• _GOAL OF THE EXERCISE_: Rewrite everything in the tuberculosis article from "State's TB rate" down to "TB were foreign-born.", putting "WHO" in place of "World Health Organization".

• _EXTRACT PROVIDED_:
● ● ● ● ●
State's TB rate continues to outpace nation

State reported 43 cases of disease in 2004 - four in SE Alaska

Posted: Thursday, March 24, 2005

When German biologist Robert Koch discovered that the tuberculosis bacillus causes TB - on this day in 1882 - the contagious respiratory disease was killing one out of seven people in Europe.

Today TB, a disease many people think an epidemic of the past, is killing more people than it did back then.

According to the World Health Organization, about 2 million people die from the curable disease every year. Overall, one-third of the world's population is currently infected with the TB bacterium.

In 2004, the Centers for Disease Control and Prevention reported 14,511 cases in the United States. About 54 percent of the people infected with TB were foreign-born.

Alaska had 43 cases in 2004. Four of those occurred in Southeast Alaska.

Although state health officials say the number of cases in Alaska in 2004 was the lowest in state history, the annual number of cases per capita has always been higher than the national average.

Native Alaskans and Asians have a high rate of both latent infection and active transmission of TB.

"Alaska has relatively higher TB rates than the nation due to the legacy of Russia," said Joanne Carter, advocacy chairwoman of the Global STOP TB Initiative of the WHO. "It is a growing epidemic, particularly in Africa, the former Soviet Union and Central Asia. It is the No. 1 killer of people with AIDS."

In some Alaska communities, TB is part of people's daily life. In some other communities, TB is lower than the national average, said Beth Funk, Alaska state TB controller and acting chief of the section of epidemiology.

"In rural Alaska, where we have the highest TB rate, we test schoolchildren annually," Funk said. "We also have targeted skin tests on people who have higher risk."
● ● ● ● ●
• _RECORDS SHOWN_:
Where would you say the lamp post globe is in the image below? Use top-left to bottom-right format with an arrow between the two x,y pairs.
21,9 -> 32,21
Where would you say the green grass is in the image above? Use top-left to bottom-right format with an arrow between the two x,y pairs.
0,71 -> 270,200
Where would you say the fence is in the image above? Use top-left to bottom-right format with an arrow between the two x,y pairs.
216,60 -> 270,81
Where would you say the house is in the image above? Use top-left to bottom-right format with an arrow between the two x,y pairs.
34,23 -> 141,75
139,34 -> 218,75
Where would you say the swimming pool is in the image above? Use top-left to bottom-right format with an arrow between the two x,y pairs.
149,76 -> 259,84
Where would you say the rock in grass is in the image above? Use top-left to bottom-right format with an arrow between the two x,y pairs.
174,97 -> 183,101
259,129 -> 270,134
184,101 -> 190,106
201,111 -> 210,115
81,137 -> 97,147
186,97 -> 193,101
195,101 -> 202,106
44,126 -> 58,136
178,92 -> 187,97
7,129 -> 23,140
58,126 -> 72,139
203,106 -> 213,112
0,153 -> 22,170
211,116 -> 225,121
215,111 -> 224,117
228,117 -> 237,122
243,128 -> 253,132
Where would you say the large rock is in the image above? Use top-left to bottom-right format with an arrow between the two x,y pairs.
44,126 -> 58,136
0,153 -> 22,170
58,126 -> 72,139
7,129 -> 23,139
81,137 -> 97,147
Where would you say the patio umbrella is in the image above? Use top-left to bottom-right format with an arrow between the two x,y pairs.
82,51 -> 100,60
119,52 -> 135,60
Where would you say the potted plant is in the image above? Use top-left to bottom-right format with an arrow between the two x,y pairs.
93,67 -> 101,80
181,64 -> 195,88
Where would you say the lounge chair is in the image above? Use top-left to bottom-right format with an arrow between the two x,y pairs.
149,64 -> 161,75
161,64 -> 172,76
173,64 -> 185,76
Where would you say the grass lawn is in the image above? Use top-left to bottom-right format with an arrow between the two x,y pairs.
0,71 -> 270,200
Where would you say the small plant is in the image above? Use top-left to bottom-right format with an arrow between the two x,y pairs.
● ● ● ● ●
• _SOLUTION FOR THIS EXERCISE_:
State's TB rate continues to outpace nation

State reported 43 cases of disease in 2004 - four in SE Alaska

Posted: Thursday, March 24, 2005

When German biologist Robert Koch discovered that the tuberculosis bacillus causes TB - on this day in 1882 - the contagious respiratory disease was killing one out of seven people in Europe.

Today TB, a disease many people think an epidemic of the past, is killing more people than it did back then.

According to the WHO, about 2 million people die from the curable disease every year. Overall, one-third of the world's population is currently infected with the TB bacterium.

In 2004, the Centers for Disease Control and Prevention reported 14,511 cases in the United States. About 54 percent of the people infected with TB were foreign-born.